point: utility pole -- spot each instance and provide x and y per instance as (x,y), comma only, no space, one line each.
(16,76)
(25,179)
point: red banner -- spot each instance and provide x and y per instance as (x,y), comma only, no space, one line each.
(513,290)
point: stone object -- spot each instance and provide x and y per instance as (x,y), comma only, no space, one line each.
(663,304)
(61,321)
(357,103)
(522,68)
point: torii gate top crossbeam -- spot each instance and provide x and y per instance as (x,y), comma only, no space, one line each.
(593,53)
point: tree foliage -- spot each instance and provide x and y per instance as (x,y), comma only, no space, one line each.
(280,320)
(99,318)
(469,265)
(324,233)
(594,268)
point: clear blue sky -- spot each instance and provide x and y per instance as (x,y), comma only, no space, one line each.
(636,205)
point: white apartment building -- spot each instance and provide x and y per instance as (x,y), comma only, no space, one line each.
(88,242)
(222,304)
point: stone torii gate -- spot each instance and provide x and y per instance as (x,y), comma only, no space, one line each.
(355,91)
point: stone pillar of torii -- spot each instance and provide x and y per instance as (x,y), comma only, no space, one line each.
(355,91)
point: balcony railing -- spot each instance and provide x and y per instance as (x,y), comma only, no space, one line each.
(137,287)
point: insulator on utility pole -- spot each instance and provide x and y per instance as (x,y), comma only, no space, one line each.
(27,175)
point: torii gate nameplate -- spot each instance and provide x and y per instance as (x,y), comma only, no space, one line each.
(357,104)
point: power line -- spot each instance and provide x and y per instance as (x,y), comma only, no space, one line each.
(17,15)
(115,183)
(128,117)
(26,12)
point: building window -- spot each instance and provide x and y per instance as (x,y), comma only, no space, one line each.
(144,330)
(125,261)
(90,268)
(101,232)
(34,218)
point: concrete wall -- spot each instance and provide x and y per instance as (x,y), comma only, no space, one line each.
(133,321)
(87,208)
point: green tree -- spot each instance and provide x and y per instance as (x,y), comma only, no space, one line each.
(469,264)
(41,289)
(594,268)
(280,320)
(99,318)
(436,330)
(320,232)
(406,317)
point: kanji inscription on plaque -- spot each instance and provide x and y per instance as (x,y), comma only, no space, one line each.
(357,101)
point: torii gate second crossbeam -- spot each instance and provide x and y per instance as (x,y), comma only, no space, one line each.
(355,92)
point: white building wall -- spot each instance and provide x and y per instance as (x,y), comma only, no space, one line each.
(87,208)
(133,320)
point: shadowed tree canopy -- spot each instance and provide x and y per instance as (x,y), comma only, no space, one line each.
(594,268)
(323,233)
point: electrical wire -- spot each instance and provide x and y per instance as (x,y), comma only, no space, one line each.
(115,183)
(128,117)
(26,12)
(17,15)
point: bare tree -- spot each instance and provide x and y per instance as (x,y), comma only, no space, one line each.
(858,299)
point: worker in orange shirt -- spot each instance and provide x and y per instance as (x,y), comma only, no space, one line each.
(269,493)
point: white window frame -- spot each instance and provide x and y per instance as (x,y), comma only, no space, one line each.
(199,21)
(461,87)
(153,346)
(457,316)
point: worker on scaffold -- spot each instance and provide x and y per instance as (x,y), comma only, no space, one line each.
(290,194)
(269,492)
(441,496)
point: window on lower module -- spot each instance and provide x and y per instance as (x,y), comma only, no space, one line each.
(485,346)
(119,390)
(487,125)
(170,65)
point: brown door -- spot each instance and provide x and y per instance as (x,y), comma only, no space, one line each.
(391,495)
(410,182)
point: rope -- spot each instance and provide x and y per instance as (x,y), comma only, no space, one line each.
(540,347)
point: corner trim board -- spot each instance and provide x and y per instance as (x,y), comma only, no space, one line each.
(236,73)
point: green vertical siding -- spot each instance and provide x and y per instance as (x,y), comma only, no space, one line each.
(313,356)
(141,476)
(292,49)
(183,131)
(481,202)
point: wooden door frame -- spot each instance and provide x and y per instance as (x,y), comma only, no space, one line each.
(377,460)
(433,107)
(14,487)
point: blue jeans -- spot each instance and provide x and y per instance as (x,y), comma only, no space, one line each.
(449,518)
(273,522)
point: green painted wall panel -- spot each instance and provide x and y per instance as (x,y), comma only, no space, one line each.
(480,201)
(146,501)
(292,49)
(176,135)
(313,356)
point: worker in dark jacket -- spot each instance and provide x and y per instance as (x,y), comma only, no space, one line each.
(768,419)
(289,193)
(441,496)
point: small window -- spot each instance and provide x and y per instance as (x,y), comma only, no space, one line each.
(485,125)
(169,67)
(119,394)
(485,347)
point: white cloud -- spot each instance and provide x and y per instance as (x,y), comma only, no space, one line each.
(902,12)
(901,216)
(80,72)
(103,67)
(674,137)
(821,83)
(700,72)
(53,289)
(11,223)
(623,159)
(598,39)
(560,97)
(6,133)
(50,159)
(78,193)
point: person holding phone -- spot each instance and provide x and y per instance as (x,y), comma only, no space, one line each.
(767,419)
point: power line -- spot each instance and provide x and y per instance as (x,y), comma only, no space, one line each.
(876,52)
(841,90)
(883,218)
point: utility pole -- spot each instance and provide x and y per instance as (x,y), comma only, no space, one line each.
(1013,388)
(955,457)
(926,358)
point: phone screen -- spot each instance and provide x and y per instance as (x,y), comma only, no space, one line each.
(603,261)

- - -

Work to do: Your task is to repeat the data exactly, with nothing left out.

Result for this exercise:
point: utility pole -- spot each instance and provide x and y per instance as (x,y), comma only, no space, one line each.
(16,76)
(25,179)
point: red banner -- spot each instance and provide x and y per instance as (x,y), comma only, no space, one line each.
(513,290)
point: stone object -- spot each instance and provide x and y per instance as (x,y), comma only, no space, one line each.
(663,304)
(61,321)
(357,103)
(522,68)
point: torii gate top crossbeam -- spot each instance and provide x and y per instance as (x,y), comma only, no space, one line each.
(593,53)
point: tree foliage -- spot each instance and provide x and y per instance as (x,y), comma only, no space, one line each.
(280,320)
(99,318)
(469,265)
(324,233)
(594,268)
point: clear blue sky -- spot each instance and provide x and y per instance as (x,y), comma only, no space, one line each.
(636,205)
point: white apartment building -- spot each instance and provide x and y per instance as (x,y), comma only, no space, one line each.
(88,242)
(222,304)
point: stone torii gate -- spot each instance and provide x and y per instance as (x,y), comma only, no space, one line each.
(355,91)
point: stone pillar of torii -- spot each instance and provide x and y per instance as (x,y), comma only, no space, one line each.
(355,91)
point: balcony railing -- spot each instance and provide x and y per instance as (x,y), comma only, no space, one line each.
(137,287)
point: insulator on utility pole -- spot each instance and provide x and y per instance as (x,y), comma only, no space, one line each.
(27,175)
point: torii gate nameplate -- spot each instance and provide x and y per instance as (x,y), comma only, no space, one line each.
(357,104)
point: power line -- spot each instance and provide x and y per instance as (x,y), comma only, no space, one line each.
(17,15)
(115,183)
(128,117)
(26,12)
point: building window -- spot each instance and provide x and y per instance as (x,y), comma only, no space, one line each.
(144,330)
(125,261)
(90,268)
(101,232)
(34,218)
point: concrete wall -- spot each instance and provide x and y per instance as (x,y), comma only, no space, one line each.
(133,321)
(87,208)
point: green tree -- spot each instance and provide x and y per instance as (x,y), comma only, no space, one line each.
(469,264)
(41,289)
(594,268)
(280,320)
(99,318)
(436,330)
(320,232)
(406,317)
point: kanji inscription on plaque -- spot each instance and provide x and y per instance as (x,y), comma only, no space, one line each.
(357,101)
point: torii gate second crossbeam -- spot each instance and provide x and y per instance as (x,y), comma only, no space, one line each.
(355,92)
point: white building wall -- spot each instance and provide x and y per instance as (x,y), comma only, no space, one line each.
(87,208)
(133,320)
point: shadowed tree canopy -- spot each instance and provide x and y per instance as (x,y), comma only, no space, one line each.
(594,268)
(323,233)
point: electrical wire -- spot each instance and provide x and y per instance as (x,y), comma only, no space, one line each.
(115,183)
(128,117)
(26,12)
(17,15)
point: bare tree -- spot each instance and provide x and y per instance as (x,y), comma only, no space, one line each.
(858,299)
point: worker in orange shirt -- spot each instance and provide x and y per instance as (x,y), comma only, no space, one line each.
(269,493)
point: white window frame -- spot each instance and provide x and y per instance as (x,y), comma only, no space, one line each.
(199,21)
(461,87)
(153,346)
(457,316)
point: worker on scaffold -- spot each instance and provide x and y per instance as (x,y), comma only, no space, one line each.
(290,194)
(269,492)
(441,496)
point: window on lower module -- spot each instance and provide x and y per instance as (x,y), comma only, no space, one line each.
(485,346)
(119,390)
(487,125)
(170,65)
point: brown door -- spot each instance and provide x and y per instance as (x,y), comma only, no space, one line each.
(391,495)
(410,182)
point: rope -- spot each instance and provide x and y per instance as (x,y), comma only, no space, one line each.
(540,347)
point: corner trim board -- spot each instance and provide x and y per instance as (x,y), comma only, no space, one line each.
(236,73)
point: green vertical siding -- spot each instance and provide x and y per instance as (x,y), comma only, no space, one line each.
(313,356)
(141,476)
(292,49)
(183,131)
(481,202)
point: wooden door frame -- spot each instance and provide x and y per instance as (x,y), comma only, no space, one line each.
(377,460)
(433,107)
(14,487)
point: blue jeans -- spot each instance and provide x and y per instance as (x,y), comma only, no space, one line each.
(449,518)
(273,522)
point: green painted wall panel -- spot each instance and provide x and y per instance as (x,y), comma only, no space, one line each.
(480,201)
(146,501)
(292,49)
(176,135)
(313,356)
point: worker in dark jacket -- spot each instance and provide x and y per instance as (x,y), comma only, no space, one line each.
(768,419)
(289,193)
(441,496)
point: small window -- spot each instance and provide x and y per instance as (x,y), comma only, no space, one line each.
(485,125)
(169,67)
(119,394)
(485,347)
point: white cloud -- spot each instance and provide x and y per instance as (x,y), comma only, no space, one line each.
(902,12)
(901,216)
(80,72)
(103,67)
(674,137)
(821,83)
(700,72)
(53,289)
(11,223)
(623,159)
(598,39)
(560,97)
(6,133)
(50,159)
(78,193)
point: person holding phone -- spot each instance and provide x and y per instance as (x,y), comma only, no space, one line each.
(767,419)
point: power line -- spot each instance and provide x and y per instance as (x,y), comma only, no space, one line each.
(876,52)
(841,90)
(883,218)
point: utility pole -- spot each instance and provide x and y per instance as (x,y), comma only, no space, one line each.
(1013,388)
(955,457)
(926,358)
point: phone screen -- spot each instance and provide x and y per instance as (x,y), comma only, no space, one line each.
(603,261)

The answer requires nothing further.